#### [Required work]
How many lines in these records include the string "below"? Reply with that number alone.

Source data
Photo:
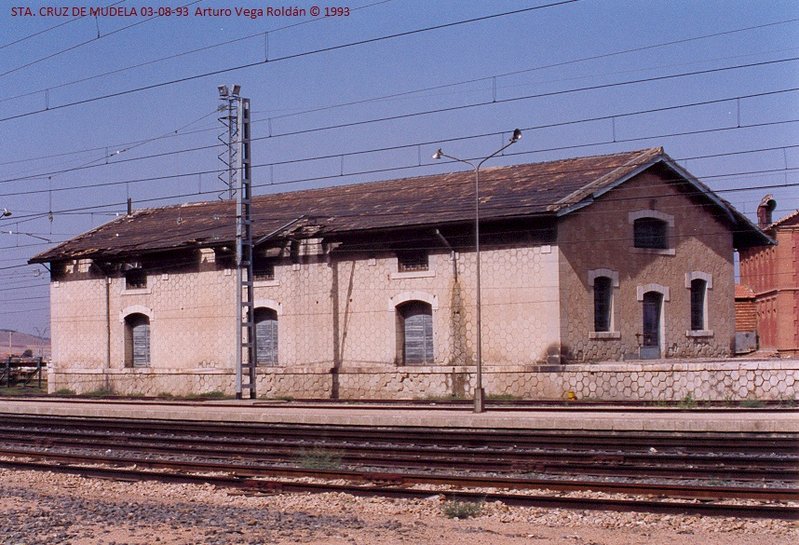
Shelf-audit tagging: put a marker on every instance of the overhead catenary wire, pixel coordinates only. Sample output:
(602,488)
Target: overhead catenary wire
(183,54)
(607,117)
(85,42)
(395,95)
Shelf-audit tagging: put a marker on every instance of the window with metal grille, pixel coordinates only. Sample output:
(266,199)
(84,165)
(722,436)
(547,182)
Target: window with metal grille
(603,293)
(415,329)
(137,340)
(698,293)
(263,270)
(265,336)
(412,261)
(651,233)
(135,279)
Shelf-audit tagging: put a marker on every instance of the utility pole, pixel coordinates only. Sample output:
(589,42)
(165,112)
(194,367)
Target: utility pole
(238,162)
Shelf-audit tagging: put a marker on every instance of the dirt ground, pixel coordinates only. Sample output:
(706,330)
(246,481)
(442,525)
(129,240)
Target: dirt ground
(50,509)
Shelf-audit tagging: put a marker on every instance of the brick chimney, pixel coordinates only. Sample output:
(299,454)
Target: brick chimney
(764,210)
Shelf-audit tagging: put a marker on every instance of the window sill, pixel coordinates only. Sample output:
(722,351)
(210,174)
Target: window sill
(605,335)
(699,333)
(413,274)
(653,251)
(137,291)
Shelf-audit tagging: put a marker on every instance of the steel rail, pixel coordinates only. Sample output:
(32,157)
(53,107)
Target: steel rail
(272,486)
(397,479)
(744,442)
(442,404)
(387,456)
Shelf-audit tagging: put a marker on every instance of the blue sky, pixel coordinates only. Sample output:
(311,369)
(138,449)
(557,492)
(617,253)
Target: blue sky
(577,77)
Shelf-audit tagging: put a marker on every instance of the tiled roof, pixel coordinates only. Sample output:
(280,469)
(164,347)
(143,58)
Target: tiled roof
(528,190)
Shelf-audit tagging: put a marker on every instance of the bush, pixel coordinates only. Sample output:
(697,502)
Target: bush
(64,392)
(216,394)
(461,509)
(101,392)
(319,458)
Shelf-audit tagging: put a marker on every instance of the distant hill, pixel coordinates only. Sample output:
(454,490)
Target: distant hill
(15,343)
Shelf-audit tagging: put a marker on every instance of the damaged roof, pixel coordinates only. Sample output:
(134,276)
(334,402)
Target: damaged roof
(538,189)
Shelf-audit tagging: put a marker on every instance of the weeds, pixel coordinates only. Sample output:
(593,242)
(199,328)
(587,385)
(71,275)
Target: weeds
(216,394)
(100,392)
(320,458)
(65,392)
(688,402)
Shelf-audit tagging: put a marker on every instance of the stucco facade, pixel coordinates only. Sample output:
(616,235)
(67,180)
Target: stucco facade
(337,300)
(599,240)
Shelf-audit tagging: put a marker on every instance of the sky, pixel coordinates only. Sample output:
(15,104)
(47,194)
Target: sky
(99,108)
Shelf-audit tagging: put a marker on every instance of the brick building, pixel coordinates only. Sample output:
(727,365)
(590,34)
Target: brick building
(368,290)
(772,273)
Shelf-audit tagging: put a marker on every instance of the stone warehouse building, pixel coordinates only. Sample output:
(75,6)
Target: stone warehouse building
(772,275)
(368,290)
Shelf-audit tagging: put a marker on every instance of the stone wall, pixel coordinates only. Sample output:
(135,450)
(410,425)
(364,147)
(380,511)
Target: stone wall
(711,380)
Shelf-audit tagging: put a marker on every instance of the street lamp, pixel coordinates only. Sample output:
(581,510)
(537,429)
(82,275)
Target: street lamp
(479,393)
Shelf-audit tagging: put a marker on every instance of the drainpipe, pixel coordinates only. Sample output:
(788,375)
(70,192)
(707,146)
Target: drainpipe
(107,365)
(451,252)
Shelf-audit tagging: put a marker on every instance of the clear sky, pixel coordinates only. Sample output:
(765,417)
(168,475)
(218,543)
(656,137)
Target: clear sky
(96,109)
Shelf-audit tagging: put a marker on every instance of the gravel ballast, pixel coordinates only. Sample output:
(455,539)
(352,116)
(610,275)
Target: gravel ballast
(42,508)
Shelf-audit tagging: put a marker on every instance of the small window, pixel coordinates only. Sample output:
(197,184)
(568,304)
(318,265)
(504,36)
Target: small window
(266,336)
(137,340)
(412,261)
(650,233)
(698,293)
(263,270)
(603,293)
(135,279)
(415,332)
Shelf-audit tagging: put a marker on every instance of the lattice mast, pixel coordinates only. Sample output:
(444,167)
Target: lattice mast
(237,160)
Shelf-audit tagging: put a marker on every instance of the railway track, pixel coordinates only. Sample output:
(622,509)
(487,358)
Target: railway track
(375,486)
(401,462)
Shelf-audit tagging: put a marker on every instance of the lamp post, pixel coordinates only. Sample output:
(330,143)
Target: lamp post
(479,393)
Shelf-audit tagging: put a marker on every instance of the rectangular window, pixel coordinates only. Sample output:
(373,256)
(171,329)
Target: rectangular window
(412,261)
(135,279)
(602,303)
(650,233)
(698,289)
(263,271)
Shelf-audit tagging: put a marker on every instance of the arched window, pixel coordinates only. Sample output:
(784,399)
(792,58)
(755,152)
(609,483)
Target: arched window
(650,233)
(698,313)
(603,298)
(266,336)
(415,332)
(137,340)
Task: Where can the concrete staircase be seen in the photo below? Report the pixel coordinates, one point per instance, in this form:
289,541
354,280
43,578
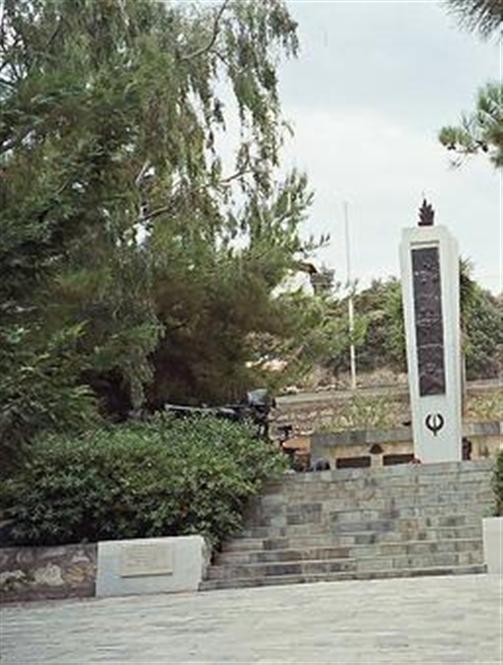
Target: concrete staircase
359,524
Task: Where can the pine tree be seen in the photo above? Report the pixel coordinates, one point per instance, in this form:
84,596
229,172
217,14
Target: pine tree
134,259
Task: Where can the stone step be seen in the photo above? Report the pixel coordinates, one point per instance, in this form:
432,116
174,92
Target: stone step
356,551
342,565
241,544
314,513
240,583
385,524
381,498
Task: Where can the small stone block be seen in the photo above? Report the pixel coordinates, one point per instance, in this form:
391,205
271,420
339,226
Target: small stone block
151,565
137,560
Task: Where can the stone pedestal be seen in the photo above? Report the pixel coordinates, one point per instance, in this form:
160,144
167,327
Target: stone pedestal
430,287
151,565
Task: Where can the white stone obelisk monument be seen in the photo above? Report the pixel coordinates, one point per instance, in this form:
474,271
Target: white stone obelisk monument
430,289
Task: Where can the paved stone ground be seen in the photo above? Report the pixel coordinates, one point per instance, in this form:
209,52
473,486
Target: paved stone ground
433,621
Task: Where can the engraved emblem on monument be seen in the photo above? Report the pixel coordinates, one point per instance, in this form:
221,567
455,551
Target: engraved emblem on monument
142,559
428,318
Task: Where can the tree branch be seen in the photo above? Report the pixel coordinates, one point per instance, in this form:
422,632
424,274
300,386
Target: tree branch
213,39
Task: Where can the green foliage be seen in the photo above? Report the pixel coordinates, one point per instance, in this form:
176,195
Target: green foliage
158,478
384,343
485,407
483,328
119,216
497,483
362,412
482,130
486,16
38,390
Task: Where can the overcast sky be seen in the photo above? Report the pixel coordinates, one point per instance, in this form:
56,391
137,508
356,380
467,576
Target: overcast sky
373,84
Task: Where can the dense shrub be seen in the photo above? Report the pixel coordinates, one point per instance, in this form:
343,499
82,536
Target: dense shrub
159,478
498,483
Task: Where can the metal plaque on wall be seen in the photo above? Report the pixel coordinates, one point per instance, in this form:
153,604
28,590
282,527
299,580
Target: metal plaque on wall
428,321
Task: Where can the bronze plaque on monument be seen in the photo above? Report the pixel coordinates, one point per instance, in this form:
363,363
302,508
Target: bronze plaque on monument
428,321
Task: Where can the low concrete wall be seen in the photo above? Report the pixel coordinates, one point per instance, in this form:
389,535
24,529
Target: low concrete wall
32,573
493,544
486,439
110,568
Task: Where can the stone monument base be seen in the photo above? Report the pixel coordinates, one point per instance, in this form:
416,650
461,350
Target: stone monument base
151,565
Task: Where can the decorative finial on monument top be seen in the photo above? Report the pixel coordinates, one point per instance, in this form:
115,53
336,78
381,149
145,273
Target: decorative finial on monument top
426,214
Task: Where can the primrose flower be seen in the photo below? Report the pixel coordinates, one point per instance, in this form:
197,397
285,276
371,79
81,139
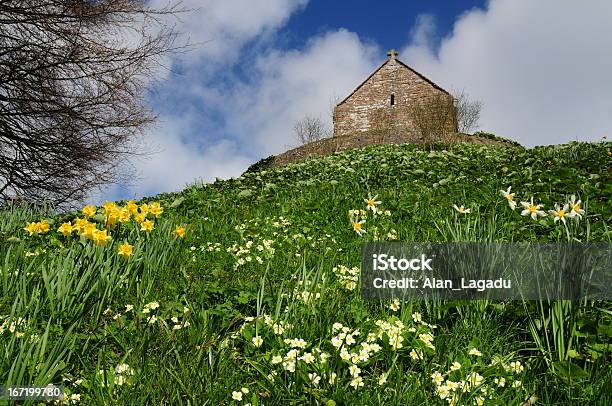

#### [Exercise solution]
2